TEXT SHOWN

◆ ◆ ◆

On Mental Health Treatment and Charity
"I like X" and "X is actually helpful" are two very different statements
Does UChicago offer good mental health care?
If we restrict our attention to people in exactly my situation, my instinct is to say yes: I’ve never had trouble getting an appointment, my psychiatrist is nice and gives me medicine, and I only have a $10 copay for my therapy appointments.
And these are all good! All else being equal, I do want a nice psychiatrist, and I'm glad I can afford the copays.
But in some very real sense, I have no idea how good our mental health care is because I have no idea if it's actually making me feel any better.
In some ways I'm feeling better than when I started treatment, and in other ways worse. Are the ways I'm feeling better because the medicine is working, or would that have happened anyways? Are the ways I'm feeling worse bad side effects, or random flukes?
My point isn't to say that mental healthcare is pointless - I think the overall evidence for psychiatric treatment is quite strong. My point is simply that as a patient, the things I look for in mental treatment are not the same things that make for a "good" program.
This is true in a lot more generality: if I follow the same metrics I'm using to fit my belief that I'm getting good mental health care, I'd probably be satisfied with various "alternative" or homeopathic medicines. If I follow them looking for healthy foods, I'll probably end up buying vitamin water (it tastes good AND says it's healthy and makes it easy to see what vitamins are inside!). If I follow them when choosing a religion, I'd probably end up with some sort of new-agey feel-good nonsense belief system.
I think charity works the same way.
We want to give money to charity for a fairly basic reason: because we want to help people.
But it's hard to measure how helped a person was by a charity. Sure, we can give someone water - but did they need the water? Did they have another source of water? Did we save them from dehydration, or save them the time of obtaining water, or not save them anything at all because they had water and what they really needed was food?

◆ ◆ ◆

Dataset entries
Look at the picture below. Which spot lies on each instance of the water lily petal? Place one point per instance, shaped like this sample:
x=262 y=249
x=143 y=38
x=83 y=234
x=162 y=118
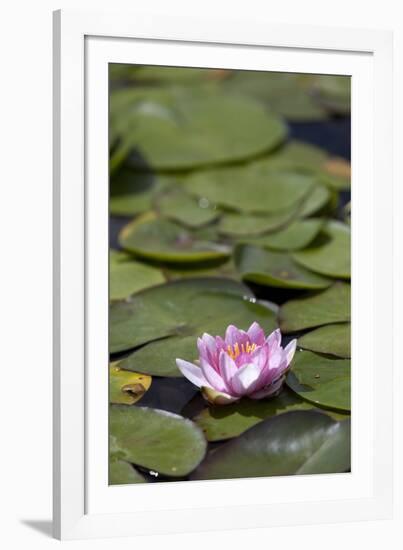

◆ ◆ ◆

TASKS
(a) In the essay on mental health treatment and charity, what copay does the writer pay for therapy appointments?
(b) In the essay on mental health treatment and charity, swap "medicine" for "therapy" and write out everything from "But in some" down to "or random flukes?".
These dataset entries come from a source unrelated to the text.

SET OF ANSWERS
(a) $10

(b)
But in some very real sense, I have no idea how good our mental health care is because I have no idea if it's actually making me feel any better.
In some ways I'm feeling better than when I started treatment, and in other ways worse. Are the ways I'm feeling better because the therapy is working, or would that have happened anyways? Are the ways I'm feeling worse bad side effects, or random flukes?